REQUIRED ACTION 1 → In the page excerpt about the magazine ban case, when is California's reply brief due?
REQUIRED ACTION 2 → Convert the stored records into a numbered list, starting with their first line and going on through the line that contains "125L70 110L44 107L25". Leave out blank lines.

PAGE EXCERPT →
***

The Ninth Circuit held that these utterly commonplace and constitutionally protected magazines not only can be banned prospectively, but can be confiscated, without running afoul of the Second Amendment. But the state may not prohibit what the Constitution protects. And it certainly may not do so retrospectively by confiscating lawfully acquired and constitutionally protected property that has been safely possessed for decades. That the decision below upheld such a law is proof positive of the pressing need for the Court’s intervention.
As for the mag ban and the Takings Clause, Clement’s brief makes the case that the Ninth Circuit employed some tortured logic about why it doesn’t apply, and erred in doing so.
The en banc court dismissed petitioners’ takings claim only by embracing positions that are at profound odds with this Court’s precedents. The panel held that California’s ban effects no physical taking because the law allows property owners to “modify or sell” their property, rather than surrender it. But the panel missed the forest for the trees: None of those so-called “options” provides a viable way for ordinary, law-abiding citizens to keep their constitutionally protected property. There can be no question that three of the means of compliance— surrendering the magazine to law enforcement, transferring or selling it to someone else, or removing it from the state —require physical dispossession. The owner must literally hand the property over to a third party or “keep” it somewhere where it cannot actually be possessed.
… The Ninth Circuit’s effort to exempt firearms from the scope of the Takings Clause is both wrong and upside down. It is bad enough to hold that the state may flatly prohibit citizens from possessing what the Constitution protects. To hold that the state may freely confiscate what the Constitution protects without even providing just compensation adds constitutional insult to constitutional injury. Even if that result could somehow be reconciled with the Second Amendment, there is no Second Amendment exception to the Takings Clause.
Now, the odds of the Court taking any particular case are always slim, and given the fact that we have nearly a half-dozen challenges that could be granted cert by the justices, I don’t want to get overly optimistic about Duncan v. Bonta‘s potential. Still, the constitutionality of magazine bans is an open question, and given the fact that the Ninth Circuit is 50-for-50 in upholding gun control laws since the Heller decision was handed down in 2008, it’s long past time for SCOTUS to step up and smack down the unserious reasoning that has been used to keep some truly terrible and unconstitutional laws on the books.
California’s reply brief is due April 1st, so we’ve got few weeks before the Court will officially consider the case in conference, and it could be even longer before we learn what, if anything, justices plan to do with Duncan. Fingers crossed that there are at least four members of the Court who sees the Ninth Circuit’s en banc decision for what it is; a flagrant violation of the Court’s own precedents, and one that cannot be allowed to stand.

***

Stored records
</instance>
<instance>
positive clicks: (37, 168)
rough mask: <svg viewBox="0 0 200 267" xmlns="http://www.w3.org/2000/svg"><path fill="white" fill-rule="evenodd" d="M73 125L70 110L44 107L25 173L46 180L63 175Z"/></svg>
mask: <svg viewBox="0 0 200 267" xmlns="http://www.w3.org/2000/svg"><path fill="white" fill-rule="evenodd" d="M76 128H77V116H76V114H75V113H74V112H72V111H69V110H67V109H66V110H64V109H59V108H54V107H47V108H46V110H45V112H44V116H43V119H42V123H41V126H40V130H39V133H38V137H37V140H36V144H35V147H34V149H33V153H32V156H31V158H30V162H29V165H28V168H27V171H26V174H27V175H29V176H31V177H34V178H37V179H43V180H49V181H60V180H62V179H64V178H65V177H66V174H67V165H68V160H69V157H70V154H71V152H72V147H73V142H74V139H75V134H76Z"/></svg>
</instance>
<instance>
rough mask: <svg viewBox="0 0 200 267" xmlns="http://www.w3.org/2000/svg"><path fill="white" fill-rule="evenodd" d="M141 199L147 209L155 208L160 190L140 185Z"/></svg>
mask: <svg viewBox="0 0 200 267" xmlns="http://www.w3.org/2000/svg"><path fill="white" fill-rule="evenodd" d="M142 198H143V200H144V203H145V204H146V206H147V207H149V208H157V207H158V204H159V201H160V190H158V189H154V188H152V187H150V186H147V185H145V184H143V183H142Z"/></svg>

***

WRITTEN ANSWER 1 → April 1st.

WRITTEN ANSWER 2 →
1. </instance>
2. <instance>
3. positive clicks: (37, 168)
4. rough mask: <svg viewBox="0 0 200 267" xmlns="http://www.w3.org/2000/svg"><path fill="white" fill-rule="evenodd" d="M73 125L70 110L44 107L25 173L46 180L63 175Z"/></svg>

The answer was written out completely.